SUPPLIED DATA:

■ ■ ■ ■ ■ ■ ■

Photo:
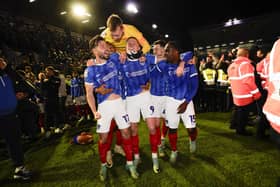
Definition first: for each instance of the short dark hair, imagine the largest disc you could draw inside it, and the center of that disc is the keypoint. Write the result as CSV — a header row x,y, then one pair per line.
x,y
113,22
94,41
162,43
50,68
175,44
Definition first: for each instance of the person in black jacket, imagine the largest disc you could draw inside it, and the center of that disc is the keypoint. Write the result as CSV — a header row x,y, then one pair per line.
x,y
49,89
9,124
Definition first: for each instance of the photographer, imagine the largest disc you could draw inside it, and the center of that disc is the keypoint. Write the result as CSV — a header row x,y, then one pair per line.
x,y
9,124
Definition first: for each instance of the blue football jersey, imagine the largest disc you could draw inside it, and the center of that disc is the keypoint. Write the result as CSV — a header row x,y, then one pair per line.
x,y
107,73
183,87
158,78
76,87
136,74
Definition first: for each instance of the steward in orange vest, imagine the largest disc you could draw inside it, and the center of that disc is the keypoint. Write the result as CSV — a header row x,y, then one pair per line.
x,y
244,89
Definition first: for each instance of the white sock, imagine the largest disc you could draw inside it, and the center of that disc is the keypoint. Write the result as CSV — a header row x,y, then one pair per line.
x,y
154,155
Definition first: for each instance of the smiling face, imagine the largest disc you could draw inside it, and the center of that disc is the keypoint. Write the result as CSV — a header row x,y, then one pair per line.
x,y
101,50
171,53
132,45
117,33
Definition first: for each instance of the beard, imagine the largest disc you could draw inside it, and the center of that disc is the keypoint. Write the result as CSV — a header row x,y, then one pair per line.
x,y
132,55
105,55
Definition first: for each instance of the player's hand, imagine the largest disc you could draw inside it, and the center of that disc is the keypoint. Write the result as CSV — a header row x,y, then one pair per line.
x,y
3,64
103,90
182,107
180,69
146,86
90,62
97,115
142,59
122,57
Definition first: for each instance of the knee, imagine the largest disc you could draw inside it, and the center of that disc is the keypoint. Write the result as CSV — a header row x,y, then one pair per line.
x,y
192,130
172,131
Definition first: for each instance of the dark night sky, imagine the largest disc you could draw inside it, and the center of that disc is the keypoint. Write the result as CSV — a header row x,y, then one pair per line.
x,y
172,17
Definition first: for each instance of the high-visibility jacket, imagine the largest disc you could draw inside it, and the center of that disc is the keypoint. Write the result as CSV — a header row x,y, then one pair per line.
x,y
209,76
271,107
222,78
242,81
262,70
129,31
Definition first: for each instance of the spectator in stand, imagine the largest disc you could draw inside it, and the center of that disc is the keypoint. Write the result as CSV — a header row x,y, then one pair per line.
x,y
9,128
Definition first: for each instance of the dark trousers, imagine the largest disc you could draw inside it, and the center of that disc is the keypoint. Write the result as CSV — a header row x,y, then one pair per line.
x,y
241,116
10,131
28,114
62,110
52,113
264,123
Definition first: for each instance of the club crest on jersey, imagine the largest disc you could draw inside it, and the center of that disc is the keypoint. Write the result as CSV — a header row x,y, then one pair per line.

■ ■ ■ ■ ■ ■ ■

With every picture removed, give the entries above again exactly.

THE COMPLETED TASK:
Photo:
Definition first: for each instance of the short dark hair, imagine the largest disc you could draw inside it, and the center of that disc is the keypoint. Write the result as CSV — a header row x,y, then one pair per line.
x,y
113,22
94,41
162,43
50,68
175,44
Definition first: for each instance of the person in black jacket, imagine the largest disc you could draw inside it, and the center of that disc is the keypoint. Write the result as CSV — a header row x,y, then one pair per line.
x,y
49,89
9,124
Definition first: for each instance of the photographer, imagine the largest disc you could draw inside it, and the center of that disc is the keypoint. Write the result as CSV — a header row x,y, then one pair per line.
x,y
9,124
Definition first: for each instance of the blue football jersey, imagine the largest disc you could draw inside it, and the center of that disc is the keypoint. Write the result as CSV — a header row x,y, then one pair per line.
x,y
107,73
183,87
158,78
76,87
136,74
Definition first: for each instance of the steward in orange vest, imagine the largest disc you could draw inside it, and the center of that disc is the keypoint. Write the result as CSV — a header row x,y, then one pair per line.
x,y
244,89
Definition first: for each instance of the white sock, imagine the largest disc you could draw inside it, and the center of that disc is the keypoint. Write the result as CSV — a header row x,y, then one pair per line.
x,y
154,155
Definition first: for each instance of the smiling face, imagine the largest disc you could draw inside it, and the center of that disc is the keypoint. Write the result as CSV — a header row x,y, then one pair per line.
x,y
101,50
171,53
132,45
117,33
Definition first: for each instance of the beard, imagine the largest disc you could draw inside it, and the center of that disc is the keypoint. Write the result as CSV — a header row x,y, then one pair per line.
x,y
132,55
105,55
Definition first: for each instance of the player's hand, imagine the largest disc you could draw inside it, and the center of that disc is the keypoint. Write the result as CSV — a header row x,y, then one pair per line.
x,y
3,64
103,90
182,107
180,69
146,86
90,62
97,115
142,59
122,57
Definition first: for each instance of the knee, imagine the largest disc you could draw inside it, and the center of that disc is the keypoint. Write the result as CSV — a header row x,y, then one pair per line.
x,y
192,130
172,131
Definition first: for each instance of the dark night sky, imagine the largest disc you could draw inside it, and the center of that disc is the keypoint. Write the result as CSV — a header row x,y, then one pair per line.
x,y
172,17
Definition first: for each instance of the high-visibility jacket, imagine the largest disc you could draw inside it, and the center of that disc is the keypoint. Write the result as CSV — a header row x,y, then one pair per line.
x,y
209,76
271,107
222,78
242,81
262,70
129,31
Definition first: for each instance of the spectator in stand, imagine the largest disc you could draw inside it, and the center of that disc is the keypoint. Write the result as CSV — a header row x,y, then one pair per line.
x,y
9,128
Definition first: for each instance of the dark trousers, imagine the largest disc you could draw inside it, and the center of that disc is the keypoint. Write the result as CSV — a header row x,y, then one pair per line.
x,y
241,116
10,131
28,114
62,110
52,113
264,123
Definition first: for each instance of the club crest on jersey, imagine the largest disc you could draw inside it, and the center of that disc is the keypoint. Write the result as CSV — a header row x,y, then one pair per line.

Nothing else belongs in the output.